## WHAT THE TASK REQUIRES
In the records below, find the line containing "Target: white domed roof"; restate it and every later line word for word, through the last.

-=-=-=-=-

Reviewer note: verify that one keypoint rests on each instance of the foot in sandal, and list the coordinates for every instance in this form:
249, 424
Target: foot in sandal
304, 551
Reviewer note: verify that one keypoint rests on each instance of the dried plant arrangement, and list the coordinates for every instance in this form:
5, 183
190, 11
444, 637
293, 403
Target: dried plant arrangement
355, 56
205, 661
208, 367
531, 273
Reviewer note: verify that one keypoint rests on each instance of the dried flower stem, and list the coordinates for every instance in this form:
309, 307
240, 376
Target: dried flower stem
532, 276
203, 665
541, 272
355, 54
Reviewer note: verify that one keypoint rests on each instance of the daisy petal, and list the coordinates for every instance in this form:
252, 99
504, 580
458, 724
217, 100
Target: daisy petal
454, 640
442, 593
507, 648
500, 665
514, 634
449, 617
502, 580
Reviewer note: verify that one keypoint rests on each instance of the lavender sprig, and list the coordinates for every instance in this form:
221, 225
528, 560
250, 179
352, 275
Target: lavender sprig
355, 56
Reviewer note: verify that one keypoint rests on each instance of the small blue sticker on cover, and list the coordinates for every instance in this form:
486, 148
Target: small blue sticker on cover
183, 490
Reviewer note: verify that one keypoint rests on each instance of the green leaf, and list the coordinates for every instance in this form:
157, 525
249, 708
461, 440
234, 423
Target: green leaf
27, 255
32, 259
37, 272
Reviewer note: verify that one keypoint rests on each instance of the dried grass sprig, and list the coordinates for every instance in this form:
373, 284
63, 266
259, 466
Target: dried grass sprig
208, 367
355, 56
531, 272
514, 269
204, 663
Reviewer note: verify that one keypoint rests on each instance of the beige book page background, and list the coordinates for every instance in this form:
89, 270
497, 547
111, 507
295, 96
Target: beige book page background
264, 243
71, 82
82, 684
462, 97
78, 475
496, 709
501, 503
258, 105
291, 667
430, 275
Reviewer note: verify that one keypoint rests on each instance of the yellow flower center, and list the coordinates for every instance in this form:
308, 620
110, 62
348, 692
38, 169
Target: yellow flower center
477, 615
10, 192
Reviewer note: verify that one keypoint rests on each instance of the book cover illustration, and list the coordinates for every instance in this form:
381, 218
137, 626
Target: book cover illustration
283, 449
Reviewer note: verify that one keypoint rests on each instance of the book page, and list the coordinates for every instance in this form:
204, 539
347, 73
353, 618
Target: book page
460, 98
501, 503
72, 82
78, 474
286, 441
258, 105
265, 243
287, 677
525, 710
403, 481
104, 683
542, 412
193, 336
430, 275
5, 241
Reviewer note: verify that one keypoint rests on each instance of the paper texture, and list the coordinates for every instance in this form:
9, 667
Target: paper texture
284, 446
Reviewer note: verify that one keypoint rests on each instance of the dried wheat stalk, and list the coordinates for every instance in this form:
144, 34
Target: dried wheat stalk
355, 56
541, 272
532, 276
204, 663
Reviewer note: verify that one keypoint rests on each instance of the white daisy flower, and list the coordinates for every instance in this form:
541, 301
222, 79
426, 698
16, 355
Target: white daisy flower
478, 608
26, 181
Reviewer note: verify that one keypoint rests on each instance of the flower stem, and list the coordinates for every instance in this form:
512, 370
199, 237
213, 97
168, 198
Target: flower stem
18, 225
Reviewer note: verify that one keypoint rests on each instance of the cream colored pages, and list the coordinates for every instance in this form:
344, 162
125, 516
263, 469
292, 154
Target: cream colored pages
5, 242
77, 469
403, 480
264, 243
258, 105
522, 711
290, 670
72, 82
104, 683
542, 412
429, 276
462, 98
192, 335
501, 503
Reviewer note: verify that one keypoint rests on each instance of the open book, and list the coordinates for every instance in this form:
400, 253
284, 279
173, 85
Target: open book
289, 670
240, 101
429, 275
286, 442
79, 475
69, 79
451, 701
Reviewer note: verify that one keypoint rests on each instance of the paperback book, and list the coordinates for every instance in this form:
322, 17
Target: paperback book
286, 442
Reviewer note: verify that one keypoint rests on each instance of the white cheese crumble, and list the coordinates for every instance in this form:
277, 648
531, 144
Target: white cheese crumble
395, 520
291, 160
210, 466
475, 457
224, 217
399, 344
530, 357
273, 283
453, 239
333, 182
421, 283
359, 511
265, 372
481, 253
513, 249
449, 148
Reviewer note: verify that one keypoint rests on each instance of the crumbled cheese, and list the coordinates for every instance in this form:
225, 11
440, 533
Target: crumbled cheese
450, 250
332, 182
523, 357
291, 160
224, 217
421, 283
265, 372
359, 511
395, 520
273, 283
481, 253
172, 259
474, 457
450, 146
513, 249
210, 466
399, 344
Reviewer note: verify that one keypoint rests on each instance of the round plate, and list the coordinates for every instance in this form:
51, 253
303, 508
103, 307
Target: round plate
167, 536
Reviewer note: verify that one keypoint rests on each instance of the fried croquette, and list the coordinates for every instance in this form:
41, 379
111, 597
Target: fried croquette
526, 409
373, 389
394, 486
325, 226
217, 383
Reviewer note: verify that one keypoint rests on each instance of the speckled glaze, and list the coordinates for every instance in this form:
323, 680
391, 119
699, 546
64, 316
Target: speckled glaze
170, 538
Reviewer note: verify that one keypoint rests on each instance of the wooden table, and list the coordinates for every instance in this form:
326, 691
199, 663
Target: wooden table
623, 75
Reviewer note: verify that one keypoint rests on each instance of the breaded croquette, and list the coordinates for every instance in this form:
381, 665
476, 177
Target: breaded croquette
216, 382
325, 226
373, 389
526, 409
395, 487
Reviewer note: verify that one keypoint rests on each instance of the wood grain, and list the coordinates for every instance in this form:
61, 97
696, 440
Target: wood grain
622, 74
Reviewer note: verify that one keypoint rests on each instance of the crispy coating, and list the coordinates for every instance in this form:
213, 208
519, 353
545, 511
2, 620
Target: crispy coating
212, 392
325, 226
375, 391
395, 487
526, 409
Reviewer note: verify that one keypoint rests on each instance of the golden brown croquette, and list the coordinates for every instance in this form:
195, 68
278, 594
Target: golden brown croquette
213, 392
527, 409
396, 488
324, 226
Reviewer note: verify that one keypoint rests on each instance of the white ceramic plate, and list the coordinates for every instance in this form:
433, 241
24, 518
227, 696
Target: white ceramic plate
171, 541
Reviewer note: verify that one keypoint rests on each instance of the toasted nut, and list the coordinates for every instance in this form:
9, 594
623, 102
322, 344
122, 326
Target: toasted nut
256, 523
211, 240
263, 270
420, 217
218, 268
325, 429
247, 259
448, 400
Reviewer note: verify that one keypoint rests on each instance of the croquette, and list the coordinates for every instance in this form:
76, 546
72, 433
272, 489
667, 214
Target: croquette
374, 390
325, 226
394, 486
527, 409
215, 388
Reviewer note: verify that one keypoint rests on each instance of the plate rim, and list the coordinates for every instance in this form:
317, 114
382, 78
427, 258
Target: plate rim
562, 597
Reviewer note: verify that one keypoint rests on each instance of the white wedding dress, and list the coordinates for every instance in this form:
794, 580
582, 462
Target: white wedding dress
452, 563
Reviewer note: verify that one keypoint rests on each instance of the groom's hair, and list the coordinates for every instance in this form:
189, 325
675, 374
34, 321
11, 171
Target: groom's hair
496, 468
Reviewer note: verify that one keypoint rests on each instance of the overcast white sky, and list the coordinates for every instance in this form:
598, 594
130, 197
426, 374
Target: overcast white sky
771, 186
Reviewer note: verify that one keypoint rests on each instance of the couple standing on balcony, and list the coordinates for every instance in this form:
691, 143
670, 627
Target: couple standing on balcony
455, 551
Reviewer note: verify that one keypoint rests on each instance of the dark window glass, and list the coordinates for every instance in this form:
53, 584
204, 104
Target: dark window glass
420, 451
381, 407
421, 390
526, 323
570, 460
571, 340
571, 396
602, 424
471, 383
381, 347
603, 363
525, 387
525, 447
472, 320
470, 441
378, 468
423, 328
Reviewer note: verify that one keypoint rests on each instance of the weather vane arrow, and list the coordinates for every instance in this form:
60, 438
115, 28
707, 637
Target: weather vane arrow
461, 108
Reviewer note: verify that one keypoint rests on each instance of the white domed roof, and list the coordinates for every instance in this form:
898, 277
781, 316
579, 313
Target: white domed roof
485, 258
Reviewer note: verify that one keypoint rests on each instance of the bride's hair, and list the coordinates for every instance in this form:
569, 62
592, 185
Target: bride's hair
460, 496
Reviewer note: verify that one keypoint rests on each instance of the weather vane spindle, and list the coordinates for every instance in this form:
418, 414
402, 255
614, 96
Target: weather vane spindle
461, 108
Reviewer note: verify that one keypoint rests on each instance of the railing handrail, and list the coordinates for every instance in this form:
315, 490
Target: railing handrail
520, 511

-=-=-=-=-

## RESPONSE TO THE TASK
Target: white domed roof
485, 258
Reviewer note: verify that one keypoint rests on each instance of the bride's hair, and list the coordinates for every instance in this form:
569, 62
592, 185
Target: bride's hair
460, 496
Reviewer note: verify that one keypoint rests on each instance of the weather vane spindle, and list the coordinates for every instance in this form:
418, 414
402, 255
614, 96
Target: weather vane spindle
461, 108
Reviewer note: verify that one keypoint rests on each instance of the railing handrail, and list the coordinates for every instance in this form:
315, 490
Target: railing handrail
520, 511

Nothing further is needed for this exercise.